[Passage for review]

Gaining new church members is an important task of the church. Now I know that I’ve probably labeled myself of late as one who doesn’t care about numbers or who thinks using attractional practices is manipulative. But the truth is, church’s need to gain members in order to continue the faithful task of being the body of Christ. Now please hear me, “gaining members” can come in a variety of ways and doesn’t have to be narrowed to our traditional understanding of needing more people to pay the bills and keep the church building running. But nonetheless, it is important that churches strive to understand how to gain new members in meaningful and substantive ways.
I’m very proud that I’m serving at a church that wanted to gain new members and was open to new ways of doing so. As of January 2012, we’ve added almost 100 new members in the last 18 months. Please note that while this is more than we’ve added in the 3 years preceding put together, it is not the huge influx of members that we hear stories about from church plants. We’re a historic congregation located in a downtown, urban setting. We’ve literally been here since the founding of our city. And I think it’s important to distinguish that from church plants that often crop up in new and budding suburbs that are capable of adding hundreds of new members every year because besides doing good ministry, the population shift is doing them a big favor.
For those serving a context similar to mine where you have history and culture to navigate through, I want to offer some lessons we’ve learned over these last 18 months of slow, steady growth:
Hospitality not a method of attraction, it’s a way of life
It can be easy to be in a setting where decline radiates the community as a whole and think you need to employ anything and everything to attract people to your church. But hospitality is one of the most basic expressions of the love of God and should not be used as a means of being “attractional.” At my church, we struggle at times with this because success seems to breed the mentality of increasing production. If we can be hospitable and attract these few, why not increase our efforts to attract more? It’s important to guide congregations to see membership growth as a by-product or out pouring of existing as a faithful church. The growth is not the mission of the church but instead can be the natural reaction when a church is faithfully living out its mission of being the church.
Prospective Members are to be viewed as opportunities for relationship
One of the arts of being a growing church is learning how to cultivate relationships once visitors come to your church. It’s much like courting or dating. Get to know people and their stories. Follow up and create an environment where the community does the heavy lifting here. People aren’t coming to churches seeing if they want to join a pastor–they’re coming to see if they want to join their lives with the life of the church as a whole. It’s everyone’s job to get to know new people. And don’t be too abrasive in getting to know new people. Just like you wouldn’t want to come on too strong with a person you’re dating, you don’t want to overwhelm people visiting your church. On the other hand, learn to discern those moments to “take the relationship to the next phase.” If a person or family have been visiting worship for sometime, find a time to privately ask them if they’ve thought about Sunday School or small group opportunities. Give them a clear and concise list of these opportunities and leave it with them. Ultimately it’s their decision to make and you have to trust the Holy Spirit in the timing of these decisions. We have to be both intentional and graceful in proceeding in these relationships. Let people know you care and trust that they know it.

[/Passage for review]

Reproduce word for word the part of the essay on church membership growth above that begins at the words "I’m very proud" and stops after "a big favor.".

[Data under study]

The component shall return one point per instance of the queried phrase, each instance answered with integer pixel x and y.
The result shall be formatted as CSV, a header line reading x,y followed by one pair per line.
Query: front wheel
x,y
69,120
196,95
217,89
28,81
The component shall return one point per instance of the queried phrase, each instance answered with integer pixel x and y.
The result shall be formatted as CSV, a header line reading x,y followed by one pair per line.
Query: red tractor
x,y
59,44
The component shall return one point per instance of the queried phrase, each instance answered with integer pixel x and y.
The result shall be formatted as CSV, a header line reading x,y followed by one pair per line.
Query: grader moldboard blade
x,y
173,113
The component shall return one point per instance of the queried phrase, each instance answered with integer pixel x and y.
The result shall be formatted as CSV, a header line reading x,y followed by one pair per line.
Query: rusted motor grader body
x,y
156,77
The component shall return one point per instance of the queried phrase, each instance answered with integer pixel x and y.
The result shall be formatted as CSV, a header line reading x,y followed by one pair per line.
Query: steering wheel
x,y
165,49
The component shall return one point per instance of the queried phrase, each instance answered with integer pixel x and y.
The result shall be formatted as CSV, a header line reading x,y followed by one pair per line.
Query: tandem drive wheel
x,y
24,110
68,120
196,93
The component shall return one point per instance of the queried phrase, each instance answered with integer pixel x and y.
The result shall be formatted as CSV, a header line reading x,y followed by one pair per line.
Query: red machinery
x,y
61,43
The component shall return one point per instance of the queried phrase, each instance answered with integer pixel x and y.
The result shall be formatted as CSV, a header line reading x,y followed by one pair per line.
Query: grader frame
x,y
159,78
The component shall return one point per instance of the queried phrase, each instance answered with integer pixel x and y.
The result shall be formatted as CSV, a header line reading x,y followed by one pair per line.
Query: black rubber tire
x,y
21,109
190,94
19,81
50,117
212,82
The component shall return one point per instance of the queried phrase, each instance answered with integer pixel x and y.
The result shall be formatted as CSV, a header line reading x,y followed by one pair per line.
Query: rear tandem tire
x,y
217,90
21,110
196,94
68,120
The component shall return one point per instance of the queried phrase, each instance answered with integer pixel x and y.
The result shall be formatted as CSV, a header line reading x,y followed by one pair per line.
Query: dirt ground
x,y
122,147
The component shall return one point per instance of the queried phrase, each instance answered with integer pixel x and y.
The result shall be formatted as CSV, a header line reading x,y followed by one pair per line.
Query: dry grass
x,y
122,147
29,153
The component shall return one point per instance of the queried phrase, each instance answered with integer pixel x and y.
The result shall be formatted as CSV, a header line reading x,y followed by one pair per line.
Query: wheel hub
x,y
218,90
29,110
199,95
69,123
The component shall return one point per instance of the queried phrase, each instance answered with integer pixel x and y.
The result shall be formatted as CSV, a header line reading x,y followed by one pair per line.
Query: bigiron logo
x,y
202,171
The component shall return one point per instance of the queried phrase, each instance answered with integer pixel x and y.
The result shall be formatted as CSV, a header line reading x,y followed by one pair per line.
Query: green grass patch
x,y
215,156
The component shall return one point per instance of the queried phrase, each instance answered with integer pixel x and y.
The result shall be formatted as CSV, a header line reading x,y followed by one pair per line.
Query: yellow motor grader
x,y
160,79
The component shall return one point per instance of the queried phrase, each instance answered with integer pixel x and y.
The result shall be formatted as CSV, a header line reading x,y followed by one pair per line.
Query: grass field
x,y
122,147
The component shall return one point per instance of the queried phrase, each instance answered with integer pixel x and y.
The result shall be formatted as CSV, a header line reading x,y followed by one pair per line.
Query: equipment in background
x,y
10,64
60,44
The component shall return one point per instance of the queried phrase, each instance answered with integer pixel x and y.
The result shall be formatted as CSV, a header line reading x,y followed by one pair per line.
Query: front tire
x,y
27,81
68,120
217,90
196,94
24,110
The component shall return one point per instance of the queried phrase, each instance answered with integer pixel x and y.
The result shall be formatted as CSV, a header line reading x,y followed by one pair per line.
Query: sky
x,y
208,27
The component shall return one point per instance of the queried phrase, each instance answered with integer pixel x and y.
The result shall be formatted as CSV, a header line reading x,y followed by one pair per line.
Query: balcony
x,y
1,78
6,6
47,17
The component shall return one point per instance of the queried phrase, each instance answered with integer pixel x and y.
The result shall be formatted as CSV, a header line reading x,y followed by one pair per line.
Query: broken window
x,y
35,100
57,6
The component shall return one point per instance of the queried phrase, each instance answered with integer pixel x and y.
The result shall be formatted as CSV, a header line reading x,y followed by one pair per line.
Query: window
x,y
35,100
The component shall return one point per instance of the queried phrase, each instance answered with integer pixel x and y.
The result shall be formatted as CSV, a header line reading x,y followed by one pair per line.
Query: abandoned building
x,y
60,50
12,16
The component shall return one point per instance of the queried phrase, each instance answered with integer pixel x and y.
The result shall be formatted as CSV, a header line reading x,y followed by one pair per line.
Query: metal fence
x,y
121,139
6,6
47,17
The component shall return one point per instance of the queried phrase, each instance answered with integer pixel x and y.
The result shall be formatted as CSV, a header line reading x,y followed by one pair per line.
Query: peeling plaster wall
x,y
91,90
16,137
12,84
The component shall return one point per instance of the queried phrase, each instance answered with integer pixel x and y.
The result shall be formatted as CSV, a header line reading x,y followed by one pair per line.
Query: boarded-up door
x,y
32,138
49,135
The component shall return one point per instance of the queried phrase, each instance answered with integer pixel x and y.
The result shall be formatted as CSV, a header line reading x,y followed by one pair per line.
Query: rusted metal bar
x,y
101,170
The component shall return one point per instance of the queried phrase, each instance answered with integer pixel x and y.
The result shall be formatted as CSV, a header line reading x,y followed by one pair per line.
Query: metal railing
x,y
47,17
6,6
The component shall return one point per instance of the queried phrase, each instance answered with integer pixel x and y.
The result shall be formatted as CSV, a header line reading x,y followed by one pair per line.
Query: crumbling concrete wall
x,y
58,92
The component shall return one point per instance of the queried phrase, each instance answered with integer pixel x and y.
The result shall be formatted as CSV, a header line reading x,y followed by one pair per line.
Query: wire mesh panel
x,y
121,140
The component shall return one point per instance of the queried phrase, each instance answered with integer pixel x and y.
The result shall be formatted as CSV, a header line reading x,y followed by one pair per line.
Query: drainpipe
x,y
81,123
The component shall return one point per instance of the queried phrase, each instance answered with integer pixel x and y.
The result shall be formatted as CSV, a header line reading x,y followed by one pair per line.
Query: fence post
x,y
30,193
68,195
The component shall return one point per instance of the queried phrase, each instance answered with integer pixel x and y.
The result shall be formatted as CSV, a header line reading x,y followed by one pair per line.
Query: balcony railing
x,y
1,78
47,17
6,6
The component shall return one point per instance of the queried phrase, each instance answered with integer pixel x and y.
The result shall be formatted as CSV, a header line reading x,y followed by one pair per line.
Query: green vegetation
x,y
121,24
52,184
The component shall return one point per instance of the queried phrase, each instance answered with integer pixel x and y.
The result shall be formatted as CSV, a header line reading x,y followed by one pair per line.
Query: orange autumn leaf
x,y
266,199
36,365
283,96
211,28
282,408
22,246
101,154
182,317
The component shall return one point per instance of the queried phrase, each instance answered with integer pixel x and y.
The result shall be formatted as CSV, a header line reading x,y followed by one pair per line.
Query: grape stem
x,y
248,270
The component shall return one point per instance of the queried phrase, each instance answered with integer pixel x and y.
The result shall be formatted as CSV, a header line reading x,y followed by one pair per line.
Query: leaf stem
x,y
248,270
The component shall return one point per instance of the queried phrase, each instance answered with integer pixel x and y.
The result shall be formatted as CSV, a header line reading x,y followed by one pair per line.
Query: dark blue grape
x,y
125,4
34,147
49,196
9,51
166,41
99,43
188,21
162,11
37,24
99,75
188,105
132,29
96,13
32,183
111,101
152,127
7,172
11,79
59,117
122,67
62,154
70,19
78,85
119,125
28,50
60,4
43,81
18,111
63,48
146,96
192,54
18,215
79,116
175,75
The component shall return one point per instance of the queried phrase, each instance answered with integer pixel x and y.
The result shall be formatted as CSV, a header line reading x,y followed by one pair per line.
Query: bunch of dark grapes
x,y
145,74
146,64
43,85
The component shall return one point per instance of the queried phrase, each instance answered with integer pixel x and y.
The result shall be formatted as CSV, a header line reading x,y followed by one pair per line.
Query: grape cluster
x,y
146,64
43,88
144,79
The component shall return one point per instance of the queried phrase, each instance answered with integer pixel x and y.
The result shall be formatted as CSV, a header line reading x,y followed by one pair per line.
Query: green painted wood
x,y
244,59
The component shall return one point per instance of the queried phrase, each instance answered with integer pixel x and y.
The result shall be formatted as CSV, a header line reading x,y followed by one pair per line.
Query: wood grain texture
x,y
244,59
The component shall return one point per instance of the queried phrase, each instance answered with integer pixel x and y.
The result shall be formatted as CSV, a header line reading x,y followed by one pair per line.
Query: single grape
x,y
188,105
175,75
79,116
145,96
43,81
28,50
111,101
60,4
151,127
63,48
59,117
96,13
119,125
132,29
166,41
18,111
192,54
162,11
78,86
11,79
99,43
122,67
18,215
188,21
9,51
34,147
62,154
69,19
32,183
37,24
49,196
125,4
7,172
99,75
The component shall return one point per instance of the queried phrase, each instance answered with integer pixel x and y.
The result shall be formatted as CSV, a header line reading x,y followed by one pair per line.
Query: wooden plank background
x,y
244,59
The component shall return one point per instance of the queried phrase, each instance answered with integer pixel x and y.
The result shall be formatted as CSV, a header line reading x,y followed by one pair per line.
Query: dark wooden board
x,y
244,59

[/Data under study]
[Data under study]

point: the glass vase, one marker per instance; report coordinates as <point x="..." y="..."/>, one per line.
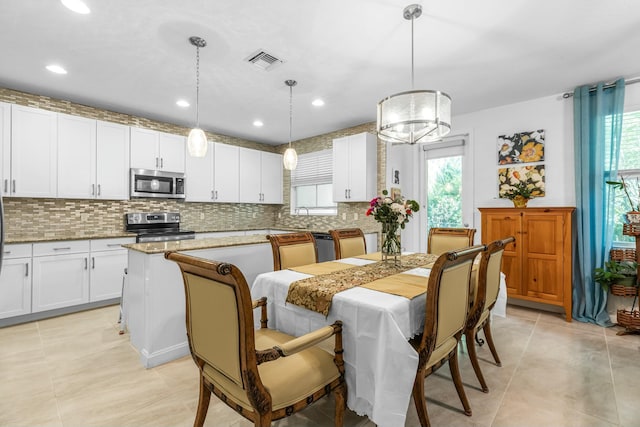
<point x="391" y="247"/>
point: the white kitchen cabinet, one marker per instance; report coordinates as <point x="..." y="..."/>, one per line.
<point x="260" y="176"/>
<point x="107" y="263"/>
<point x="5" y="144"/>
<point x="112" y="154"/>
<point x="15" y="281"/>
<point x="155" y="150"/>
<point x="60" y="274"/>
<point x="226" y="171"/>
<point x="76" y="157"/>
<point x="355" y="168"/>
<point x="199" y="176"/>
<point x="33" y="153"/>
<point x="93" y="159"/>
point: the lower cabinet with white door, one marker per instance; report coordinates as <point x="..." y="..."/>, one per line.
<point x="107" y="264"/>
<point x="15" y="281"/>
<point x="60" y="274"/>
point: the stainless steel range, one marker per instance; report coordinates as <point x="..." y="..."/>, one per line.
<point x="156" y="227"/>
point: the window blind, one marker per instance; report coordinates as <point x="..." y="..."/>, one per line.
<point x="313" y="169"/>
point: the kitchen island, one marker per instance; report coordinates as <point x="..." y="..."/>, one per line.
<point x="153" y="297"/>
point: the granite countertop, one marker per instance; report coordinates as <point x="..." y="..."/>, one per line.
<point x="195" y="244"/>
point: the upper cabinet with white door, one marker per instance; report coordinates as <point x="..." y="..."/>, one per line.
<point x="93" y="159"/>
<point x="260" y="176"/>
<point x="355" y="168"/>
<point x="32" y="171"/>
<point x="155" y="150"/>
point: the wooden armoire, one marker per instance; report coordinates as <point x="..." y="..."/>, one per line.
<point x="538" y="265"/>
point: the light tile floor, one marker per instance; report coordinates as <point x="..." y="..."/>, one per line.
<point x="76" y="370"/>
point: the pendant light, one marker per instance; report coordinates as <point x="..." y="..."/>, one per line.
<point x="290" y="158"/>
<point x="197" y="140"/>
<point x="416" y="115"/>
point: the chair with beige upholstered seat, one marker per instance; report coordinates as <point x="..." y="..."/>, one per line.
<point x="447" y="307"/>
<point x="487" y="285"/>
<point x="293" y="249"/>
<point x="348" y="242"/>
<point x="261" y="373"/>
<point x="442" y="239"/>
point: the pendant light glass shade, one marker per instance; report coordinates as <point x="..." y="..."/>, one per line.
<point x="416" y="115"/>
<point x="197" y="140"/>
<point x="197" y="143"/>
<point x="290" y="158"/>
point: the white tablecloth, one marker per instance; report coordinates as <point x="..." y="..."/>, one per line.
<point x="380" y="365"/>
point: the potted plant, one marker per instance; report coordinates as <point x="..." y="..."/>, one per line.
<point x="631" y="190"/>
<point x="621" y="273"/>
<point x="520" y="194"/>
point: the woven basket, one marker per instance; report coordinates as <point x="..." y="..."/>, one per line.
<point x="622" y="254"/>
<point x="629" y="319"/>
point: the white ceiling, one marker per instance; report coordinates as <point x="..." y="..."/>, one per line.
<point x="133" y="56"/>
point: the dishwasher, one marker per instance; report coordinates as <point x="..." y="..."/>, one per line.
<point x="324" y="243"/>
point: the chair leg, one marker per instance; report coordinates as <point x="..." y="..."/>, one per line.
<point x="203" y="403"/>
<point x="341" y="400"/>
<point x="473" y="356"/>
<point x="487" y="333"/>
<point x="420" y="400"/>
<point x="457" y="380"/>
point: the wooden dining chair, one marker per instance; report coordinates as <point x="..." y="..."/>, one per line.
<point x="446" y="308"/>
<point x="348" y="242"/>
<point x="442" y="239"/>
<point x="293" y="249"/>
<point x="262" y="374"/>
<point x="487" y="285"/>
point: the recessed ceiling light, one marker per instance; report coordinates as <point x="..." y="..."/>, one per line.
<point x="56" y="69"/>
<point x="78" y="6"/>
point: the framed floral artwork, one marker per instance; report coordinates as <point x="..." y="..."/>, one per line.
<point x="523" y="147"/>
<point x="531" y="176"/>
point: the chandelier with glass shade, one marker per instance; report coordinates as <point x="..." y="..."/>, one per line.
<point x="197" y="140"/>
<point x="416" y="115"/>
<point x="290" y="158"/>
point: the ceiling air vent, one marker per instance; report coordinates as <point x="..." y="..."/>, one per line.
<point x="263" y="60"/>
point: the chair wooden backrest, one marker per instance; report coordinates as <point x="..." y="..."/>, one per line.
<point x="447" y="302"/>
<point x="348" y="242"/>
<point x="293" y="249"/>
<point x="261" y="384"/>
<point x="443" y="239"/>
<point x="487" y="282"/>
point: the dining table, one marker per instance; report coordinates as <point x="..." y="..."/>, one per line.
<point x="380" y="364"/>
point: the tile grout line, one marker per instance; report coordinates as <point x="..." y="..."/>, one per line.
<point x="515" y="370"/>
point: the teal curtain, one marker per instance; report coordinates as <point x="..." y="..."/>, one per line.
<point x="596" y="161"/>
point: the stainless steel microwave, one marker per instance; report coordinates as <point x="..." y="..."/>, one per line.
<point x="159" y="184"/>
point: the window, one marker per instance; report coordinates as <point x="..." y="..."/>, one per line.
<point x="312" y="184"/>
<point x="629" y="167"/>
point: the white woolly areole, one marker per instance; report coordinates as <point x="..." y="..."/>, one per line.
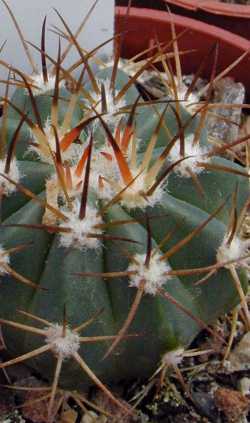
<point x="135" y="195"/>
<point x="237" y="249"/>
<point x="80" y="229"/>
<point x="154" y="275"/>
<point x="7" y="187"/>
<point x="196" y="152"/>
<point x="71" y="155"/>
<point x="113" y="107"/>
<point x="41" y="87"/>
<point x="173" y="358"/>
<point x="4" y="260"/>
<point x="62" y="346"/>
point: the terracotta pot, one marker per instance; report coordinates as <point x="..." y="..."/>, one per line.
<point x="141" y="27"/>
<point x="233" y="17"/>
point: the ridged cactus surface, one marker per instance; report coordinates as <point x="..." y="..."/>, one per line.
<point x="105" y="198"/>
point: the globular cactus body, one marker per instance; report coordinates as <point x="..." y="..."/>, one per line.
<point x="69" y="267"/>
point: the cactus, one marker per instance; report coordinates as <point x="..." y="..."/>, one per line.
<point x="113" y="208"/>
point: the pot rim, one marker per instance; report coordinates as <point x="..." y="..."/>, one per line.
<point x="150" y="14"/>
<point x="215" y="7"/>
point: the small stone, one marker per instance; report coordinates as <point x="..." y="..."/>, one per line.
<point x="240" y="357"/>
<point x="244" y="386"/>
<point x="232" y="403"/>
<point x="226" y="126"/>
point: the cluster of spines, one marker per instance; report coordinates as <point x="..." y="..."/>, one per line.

[/Data under study]
[Data under study]

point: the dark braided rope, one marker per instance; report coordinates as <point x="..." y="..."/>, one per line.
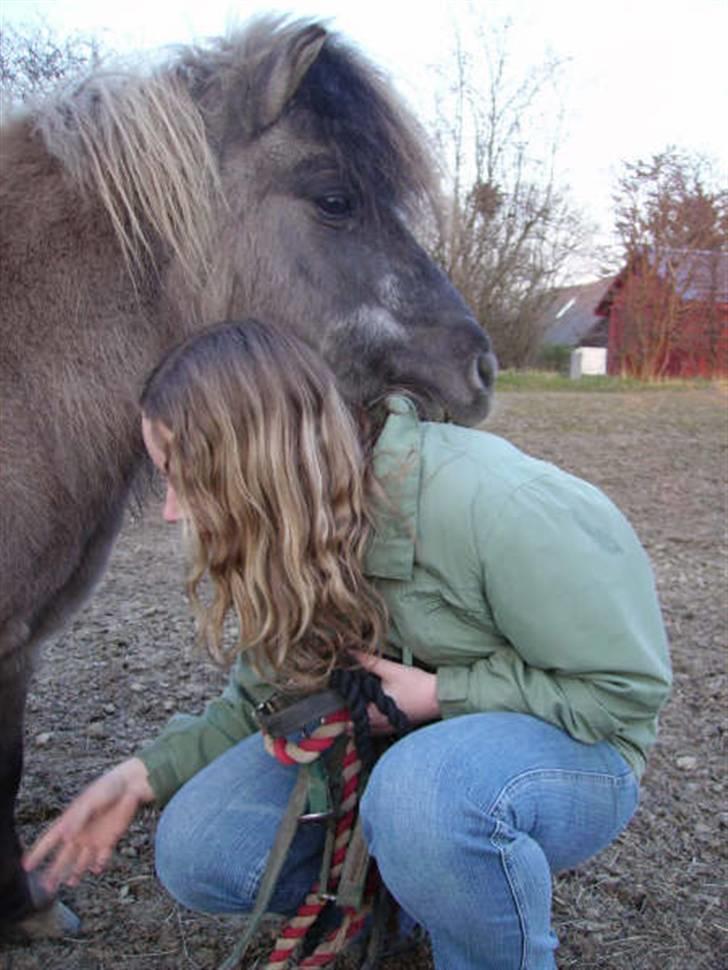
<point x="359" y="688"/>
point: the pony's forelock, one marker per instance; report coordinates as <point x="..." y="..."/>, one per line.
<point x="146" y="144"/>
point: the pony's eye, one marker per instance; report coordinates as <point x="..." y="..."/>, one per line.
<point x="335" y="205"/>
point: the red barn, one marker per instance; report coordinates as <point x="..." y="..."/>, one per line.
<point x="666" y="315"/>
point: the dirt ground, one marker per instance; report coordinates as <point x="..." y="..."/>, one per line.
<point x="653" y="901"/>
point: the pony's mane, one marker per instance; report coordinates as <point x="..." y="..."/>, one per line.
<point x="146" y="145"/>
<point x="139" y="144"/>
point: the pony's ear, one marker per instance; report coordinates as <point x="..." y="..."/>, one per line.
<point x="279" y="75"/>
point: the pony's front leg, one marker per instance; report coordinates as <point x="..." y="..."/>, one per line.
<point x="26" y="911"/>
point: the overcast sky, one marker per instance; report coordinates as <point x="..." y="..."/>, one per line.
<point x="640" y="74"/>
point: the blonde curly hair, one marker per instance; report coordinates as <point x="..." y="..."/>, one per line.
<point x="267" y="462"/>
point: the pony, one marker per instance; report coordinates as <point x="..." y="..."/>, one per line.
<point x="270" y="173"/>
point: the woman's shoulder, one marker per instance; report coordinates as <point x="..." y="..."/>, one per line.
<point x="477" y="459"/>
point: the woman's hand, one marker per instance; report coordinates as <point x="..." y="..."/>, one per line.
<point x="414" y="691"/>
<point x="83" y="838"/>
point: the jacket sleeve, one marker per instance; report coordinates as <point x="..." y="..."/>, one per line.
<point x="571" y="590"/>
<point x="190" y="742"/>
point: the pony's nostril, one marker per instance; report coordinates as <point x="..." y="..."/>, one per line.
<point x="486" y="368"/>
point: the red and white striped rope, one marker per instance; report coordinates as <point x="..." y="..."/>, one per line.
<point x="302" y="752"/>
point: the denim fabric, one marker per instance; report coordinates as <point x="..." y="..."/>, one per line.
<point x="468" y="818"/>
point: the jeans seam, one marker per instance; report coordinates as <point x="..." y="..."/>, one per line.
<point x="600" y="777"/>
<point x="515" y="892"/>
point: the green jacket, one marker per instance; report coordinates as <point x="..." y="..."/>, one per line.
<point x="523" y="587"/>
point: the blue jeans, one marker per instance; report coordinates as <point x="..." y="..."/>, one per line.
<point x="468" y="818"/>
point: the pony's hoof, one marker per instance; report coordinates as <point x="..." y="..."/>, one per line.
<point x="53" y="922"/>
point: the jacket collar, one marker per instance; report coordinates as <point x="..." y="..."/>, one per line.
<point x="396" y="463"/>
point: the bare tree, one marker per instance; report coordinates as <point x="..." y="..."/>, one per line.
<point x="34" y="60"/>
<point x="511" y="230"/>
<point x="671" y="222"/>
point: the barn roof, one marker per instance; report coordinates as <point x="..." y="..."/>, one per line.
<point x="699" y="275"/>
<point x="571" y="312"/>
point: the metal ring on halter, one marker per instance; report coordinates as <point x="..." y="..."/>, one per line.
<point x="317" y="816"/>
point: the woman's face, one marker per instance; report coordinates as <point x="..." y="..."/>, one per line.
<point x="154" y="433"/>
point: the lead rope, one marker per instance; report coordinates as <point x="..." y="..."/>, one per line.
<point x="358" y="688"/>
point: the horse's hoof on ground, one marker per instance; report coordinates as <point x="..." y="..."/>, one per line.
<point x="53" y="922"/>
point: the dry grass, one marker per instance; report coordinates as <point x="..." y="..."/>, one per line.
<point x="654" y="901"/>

[/Data under study]

- [Output below]
I’m very proud that I’m serving at a church that wanted to gain new members and was open to new ways of doing so. As of January 2012, we’ve added almost 100 new members in the last 18 months. Please note that while this is more than we’ve added in the 3 years preceding put together, it is not the huge influx of members that we hear stories about from church plants. We’re a historic congregation located in a downtown, urban setting. We’ve literally been here since the founding of our city. And I think it’s important to distinguish that from church plants that often crop up in new and budding suburbs that are capable of adding hundreds of new members every year because besides doing good ministry, the population shift is doing them a big favor.